#### [Task brief]
In one to three sentences, explain what the derivatives excerpt says must hold for a function y = f(x) to be continuous at x = a, and include its informal graph description.

#### [Page excerpt]
+++++
Application of Derivatives
- Continuity and Differentiability of a function: Let a function \[y=f(x)\] is said to be continuous at
\[x=a\] then \[\underset{x\to {{a}^{-}}}{\mathop{\lim }}\,f(x)=\underset{x\to {{a}^{+}}}{\mathop{\lim }}\,\,\,f(x)=f(a)\]
Generally, a function is said to be continuous at \[x=a\] when the graph of that function can be drawn/sketched without lefting the pencil.
- Differentiation: The process of finding out the differentiability/derivatives of the function \[y=f(x)\]in the interval (a, b) is said to be differentiation.
- Derivatives of f(x): Let \[y=f(x)\] is continuous in interval [a, b]. Let a point \[c\in (a,b)\]
Then function \[y=f(x)\] is differentiable at \[x=c\]
i.e. \[\underset{x\to c}{\mathop{\lim }}\,\frac{f(x+c)-(c)}{c}=f'(c)\]
Solved Example
Find derivative of \[y=\sin x.\] by 1st principle:
Let \[y=f(x)=\sin x\] ...(1)
Let \[\delta \]x be the small increment in x then \[\delta \]y be the corresponding increment in y.
+++++
#### [Collected material]
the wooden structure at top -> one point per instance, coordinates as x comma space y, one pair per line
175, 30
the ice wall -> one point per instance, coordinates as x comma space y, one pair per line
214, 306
+++++
#### [Response]
The limit of f(x) as x approaches a from the left and the limit as x approaches a from the right must both equal f(a). Informally, the graph of the function can be drawn through that point without lifting the pencil.